• The problem
Can you reproduce all of the entries below word for word, leaving the pictures out of your answer?

• Excerpts from point annotation data
--- start ---
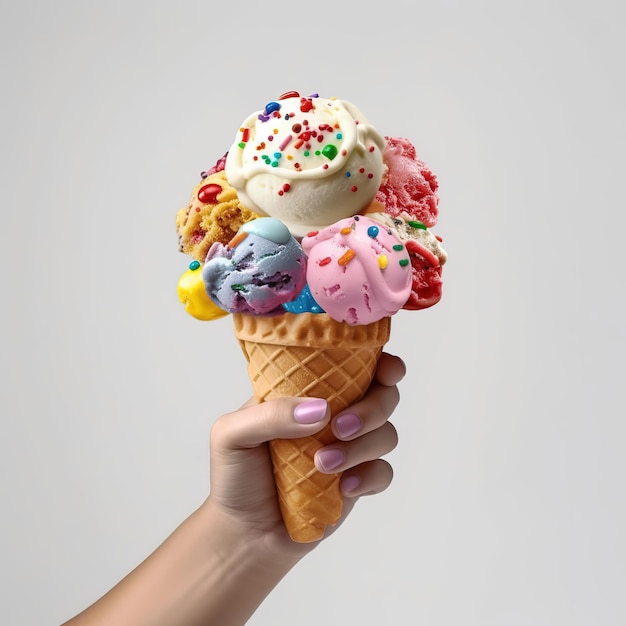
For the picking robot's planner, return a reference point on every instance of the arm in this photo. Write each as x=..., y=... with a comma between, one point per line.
x=226, y=557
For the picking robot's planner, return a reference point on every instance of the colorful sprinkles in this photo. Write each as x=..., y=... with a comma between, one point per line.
x=296, y=147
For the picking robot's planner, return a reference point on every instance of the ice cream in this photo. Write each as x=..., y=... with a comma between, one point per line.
x=426, y=255
x=343, y=244
x=261, y=268
x=214, y=213
x=307, y=161
x=408, y=185
x=358, y=271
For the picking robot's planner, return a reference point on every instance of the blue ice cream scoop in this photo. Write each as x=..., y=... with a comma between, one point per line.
x=259, y=270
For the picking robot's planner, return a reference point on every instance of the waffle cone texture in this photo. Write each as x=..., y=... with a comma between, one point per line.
x=309, y=355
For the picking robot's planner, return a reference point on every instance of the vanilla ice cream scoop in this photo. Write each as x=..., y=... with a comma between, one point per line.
x=307, y=161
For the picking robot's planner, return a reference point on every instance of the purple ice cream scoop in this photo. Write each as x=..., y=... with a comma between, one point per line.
x=259, y=270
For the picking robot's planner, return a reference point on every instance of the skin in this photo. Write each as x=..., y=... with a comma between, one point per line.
x=228, y=555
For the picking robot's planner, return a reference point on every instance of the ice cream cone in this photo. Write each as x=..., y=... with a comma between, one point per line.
x=311, y=355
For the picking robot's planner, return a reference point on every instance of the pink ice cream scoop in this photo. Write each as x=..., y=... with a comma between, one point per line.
x=408, y=185
x=358, y=271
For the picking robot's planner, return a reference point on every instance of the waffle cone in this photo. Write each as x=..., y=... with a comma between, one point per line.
x=308, y=355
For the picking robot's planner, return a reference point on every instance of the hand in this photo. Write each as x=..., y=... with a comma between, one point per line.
x=242, y=483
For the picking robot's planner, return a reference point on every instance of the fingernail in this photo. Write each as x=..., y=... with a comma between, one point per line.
x=350, y=482
x=330, y=459
x=310, y=411
x=347, y=424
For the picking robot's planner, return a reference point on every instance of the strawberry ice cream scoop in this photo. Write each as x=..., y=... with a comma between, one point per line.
x=408, y=185
x=358, y=271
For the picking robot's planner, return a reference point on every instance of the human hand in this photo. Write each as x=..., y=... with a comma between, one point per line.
x=243, y=493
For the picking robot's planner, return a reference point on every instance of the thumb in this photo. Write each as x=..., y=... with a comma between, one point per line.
x=281, y=418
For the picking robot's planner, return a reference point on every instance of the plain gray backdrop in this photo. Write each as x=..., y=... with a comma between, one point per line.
x=507, y=505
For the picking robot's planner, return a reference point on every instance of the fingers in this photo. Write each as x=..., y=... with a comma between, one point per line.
x=364, y=434
x=367, y=479
x=375, y=408
x=390, y=370
x=256, y=423
x=344, y=455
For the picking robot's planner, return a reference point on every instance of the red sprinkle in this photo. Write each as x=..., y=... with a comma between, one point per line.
x=208, y=193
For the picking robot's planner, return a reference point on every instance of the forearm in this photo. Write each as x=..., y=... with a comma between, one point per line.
x=202, y=574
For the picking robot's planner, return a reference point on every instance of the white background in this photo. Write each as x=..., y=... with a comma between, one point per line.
x=507, y=506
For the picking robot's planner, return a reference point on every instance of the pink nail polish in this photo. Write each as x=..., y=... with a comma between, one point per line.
x=347, y=424
x=311, y=411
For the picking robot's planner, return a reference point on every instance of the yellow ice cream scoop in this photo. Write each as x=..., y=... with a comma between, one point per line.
x=193, y=295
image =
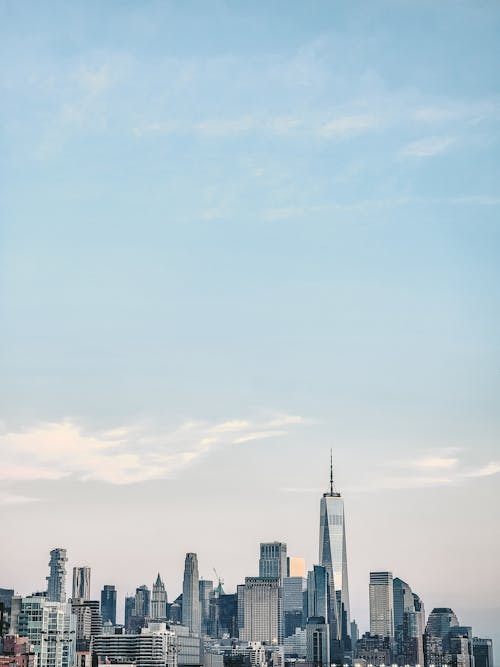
--- end ---
• Result of this exercise
For the picking robot's planner, return a reference point on every instance of the arm in this photo. Write each as x=..., y=... with a comma between, one point per line.
x=226, y=557
For the picking robot's planner, return a reference point on every instance of the colorful sprinkles in this photo. Write each as x=..., y=... with a comma between, one point per line.
x=296, y=147
For the picking robot's planner, return a reference point on every instance of the ice cream in this photo. Write each as x=..., y=... with a comma between, one point per line.
x=426, y=255
x=343, y=244
x=261, y=268
x=214, y=213
x=307, y=161
x=408, y=185
x=358, y=271
For the picking robot's planner, return a reference point on every instance of the blue ice cream scoop in this photo. Write each as x=..., y=... with a comma between, one point per line.
x=259, y=270
For the picking robot's planner, return a reference point on every instance of the waffle cone texture in this photo. Write each as x=..., y=... with a comma between, one point per line.
x=309, y=355
For the picking robot's planner, return a reference point on every instance of the vanilla ice cream scoop in this photo. Write each as x=..., y=... with a comma between, one point per line.
x=307, y=161
For the picking robot's planner, return a reference point on every instance of the purple ice cream scoop in this photo. Write each as x=..., y=... with a comma between, one point per line.
x=259, y=270
For the picking robot's planner, return a reference point on every instance of the skin in this photo. Write each as x=..., y=... with a comma between, one point per line.
x=228, y=555
For the picking robot's planner, return a reference point on every instance of the ice cream cone in this photo. Write each as x=..., y=... with a comma between, one point per line.
x=311, y=355
For the picking robot's planner, return a reference point on every instance of the pink ice cream scoop in this photo. Write each as x=..., y=... with a comma between, one point per line.
x=408, y=185
x=358, y=271
For the picking robot's planner, return a reference point on every instance of the waffle cone in this photo. Write each as x=..., y=... with a comma between, one point per line.
x=308, y=355
For the picking robot's planner, return a reference point on every instance of the hand in this photo. Write each as x=..., y=... with a comma between, one point per line.
x=242, y=483
For the picking robot's planner, return a reference point on every instance of the fingernail in this photo. Write each as x=..., y=... with a comma between, one point per line.
x=350, y=482
x=330, y=459
x=310, y=411
x=347, y=424
For the picking robot's planner, return a reference point on every instance of the strawberry ice cream scoop in this photo. Write each as x=..., y=... with a comma between, one point per line.
x=408, y=185
x=358, y=271
For the picking robot's planner, return a reference point on every instance of the human hand in this photo. Write each as x=..., y=... with a comma between, one point per line.
x=243, y=493
For the picking robot's planner, return a reference point on every instance of the thumb in this photo. Write each as x=..., y=... with a comma between, one point per line.
x=281, y=418
For the picking robot's planner, return a reference point on every instance of the plain gray backdrop in this photo. Write each as x=..., y=... with a comma between, one point per line.
x=507, y=505
For the picking robot's planner, return a reference point on every instance of the fingers in this photo. Write each as x=..., y=... with a comma between, one point per line.
x=364, y=434
x=367, y=479
x=375, y=408
x=390, y=370
x=256, y=423
x=344, y=455
For the picking robot's planner, return a reference point on every instance of the red sprinkle in this photo. Write each as x=..., y=... with a comma between, one point per line.
x=208, y=193
For the picking robot's planner, return a reference point on every instance of the forearm in this photo. Write each as x=..., y=... with a comma between, one point per line.
x=202, y=574
For the picking robot's planner, return a reference point on every instance of the white background in this photo. Write each as x=..., y=... with a comma between, one point per line.
x=507, y=506
For the picking robot's planner, return a reference point on every instance of the pink nail polish in this photo. Write each as x=..., y=... with a comma between, one point per line.
x=347, y=424
x=311, y=411
For the picking robot's planner, return a reference point on every instance of the yellow ice cream scoop in this photo. Write each as x=..., y=... with a comma between, one point per line.
x=193, y=295
image =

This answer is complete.